Source document
Little path to peace

Kind of an odd title.  As some of you already know, our family loves the outdoors.  We find it very peaceful and truly do enjoy our time outside.  Kids even do homework outside(if the stupid deer flies and horse flies aren't so bad).  We were just able to find another patio set at a yardsale recently so now have seating for 12.  PERFECT!  Our yard is small to us, just a little under an acre.  Like .97 acre.  We'd love to have a minimum of 10 acres but for now, this is home and we have to make good use of what we have.  Last year, we found a colorful hammock at Target at the end of the season.  Actually, bought it as an impulse buy b/c it was such a great deal.  Figured we'd find a place to put it.  Well, we did and it has had way more use by every single person in this household than we'd ever anticipated.  Here is the path to our little hammock area:


Very small path.  We're actually trying to get some moss to grow between the stones and it's coming along.  Ironically, there is moss gorwing everywhere else in this yard including the roof!  So, I'm sure it is a matter of time it grows here.  


We climb up that short little path and lay down.  You can see a couple of the colors of the hammock in the bottom right of the phto.  This is one of the views looking out.  This is some of our yard.  Nice, and green.  Look up and this is what you see:


All green.  Isn't it just beautiful?!  When you are laying there in the hammock, it seriously feels like you are in some sort of treehouse.  We all love it.  And, it changes through the seasons.  This time of year, it is bright green w/ lots of shade but just hints of sunshine popping through.  While laying and either just relaxing or reading, this is what we hear:


The sound of windchimes.  Just a really light breeze to make them sound so sweet.  Just relaxes you all over.  Makes whatever you are reading that much more meaningful.  Or, when you hear those windchimes, you start listening for other sounds, like birds.

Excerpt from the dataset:
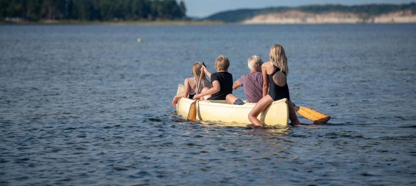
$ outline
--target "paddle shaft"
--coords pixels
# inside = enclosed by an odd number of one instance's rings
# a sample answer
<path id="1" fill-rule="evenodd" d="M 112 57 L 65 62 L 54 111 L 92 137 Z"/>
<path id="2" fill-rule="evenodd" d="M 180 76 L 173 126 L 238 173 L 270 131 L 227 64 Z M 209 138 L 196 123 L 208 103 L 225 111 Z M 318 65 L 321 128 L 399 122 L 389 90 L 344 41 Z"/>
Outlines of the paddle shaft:
<path id="1" fill-rule="evenodd" d="M 198 84 L 196 84 L 196 86 L 198 87 L 196 88 L 196 95 L 199 93 L 199 90 L 201 90 L 201 87 L 202 86 L 201 85 L 201 81 L 202 81 L 202 76 L 204 72 L 201 71 L 201 74 L 199 75 L 199 80 L 198 81 Z M 196 99 L 191 104 L 191 107 L 189 108 L 189 112 L 188 113 L 188 120 L 194 120 L 196 118 Z"/>

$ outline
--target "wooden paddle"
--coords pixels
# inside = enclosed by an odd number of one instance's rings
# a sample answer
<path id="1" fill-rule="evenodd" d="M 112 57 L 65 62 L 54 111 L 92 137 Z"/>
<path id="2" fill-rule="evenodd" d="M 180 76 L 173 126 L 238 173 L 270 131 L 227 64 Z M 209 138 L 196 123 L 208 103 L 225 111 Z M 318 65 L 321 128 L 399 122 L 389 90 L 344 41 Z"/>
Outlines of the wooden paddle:
<path id="1" fill-rule="evenodd" d="M 198 88 L 196 89 L 196 94 L 199 93 L 199 89 L 201 88 L 201 81 L 202 81 L 202 75 L 204 74 L 204 72 L 201 71 L 201 75 L 199 76 L 199 81 L 198 81 L 198 84 L 196 85 Z M 188 113 L 188 119 L 194 121 L 196 118 L 196 100 L 193 101 L 191 104 L 191 107 L 189 108 L 189 112 Z"/>
<path id="2" fill-rule="evenodd" d="M 295 110 L 300 115 L 314 122 L 322 124 L 326 123 L 331 119 L 331 117 L 323 113 L 318 112 L 310 108 L 294 106 Z"/>

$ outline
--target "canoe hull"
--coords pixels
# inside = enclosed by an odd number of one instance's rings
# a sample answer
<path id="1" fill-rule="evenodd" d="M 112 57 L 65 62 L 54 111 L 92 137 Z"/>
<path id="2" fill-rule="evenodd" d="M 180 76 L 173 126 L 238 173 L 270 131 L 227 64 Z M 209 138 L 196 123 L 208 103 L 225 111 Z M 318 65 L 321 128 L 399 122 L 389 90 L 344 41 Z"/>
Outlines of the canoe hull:
<path id="1" fill-rule="evenodd" d="M 183 86 L 180 84 L 177 93 L 180 93 L 183 91 Z M 287 125 L 289 119 L 287 100 L 284 98 L 273 102 L 257 118 L 264 125 Z M 193 100 L 187 98 L 180 99 L 176 105 L 177 113 L 186 118 L 193 102 Z M 227 104 L 225 100 L 198 100 L 196 103 L 196 120 L 245 126 L 251 123 L 248 120 L 248 113 L 255 105 L 252 103 L 242 105 L 230 105 Z"/>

Task instructions
Write the next part of the post about the family's backyard hammock, beginning after its final sentence. The records are not used in this work.

The output
Boy, I hope these pictures actually show up b/c they are not showing up on here.  Anyhow, this is another view we have of laying in the hammock.  There are the big oak trees, some hostas and hydrangeas.  Some azaleas too but most have already bloomed out.  There is also a birdhouse IRina made.  Near that is a birdfeeder that we get to watch the birds go in and out.  

Bottom line, a lot to do in just a little space but it is really peaceful for all of us.  We love it.  So many times we can just reflect on something or go there for a little bit of peace and quiet.  So, sometimes that spur of the moment purchase can turn into something really meaningful.  I can not count the times I've come out and seen one of the kids laying in it.  And most of the time they were actually reading!  Yes, shocked me too.  LOL.  So, if any of you come for a visit, you will have to visit one of the most peaceful places in the yard.

I have a couple more posts but Warren and I are trying to get some errands done today.  My drive time is limited w/ my hurt knee.  Next, taking Nik to get his haircut.  Warren does hate it b/c he says he gets older w/ every haircut.  I agree.  Alyona is going to go to church w/ a friend and her family.  Bojan is at a friend's house and Max is going to be at work.  So, just 3 of them home.  Now, a test to see if just 3 can get along.  I'll write some more tonight.  Some other things happening here.  Some changes going on.  Hope your weekend was just as pleasant.  We had a blast yesterday at the company picnic.  Can't wait to share.  As they say in Bulgarian...Chao!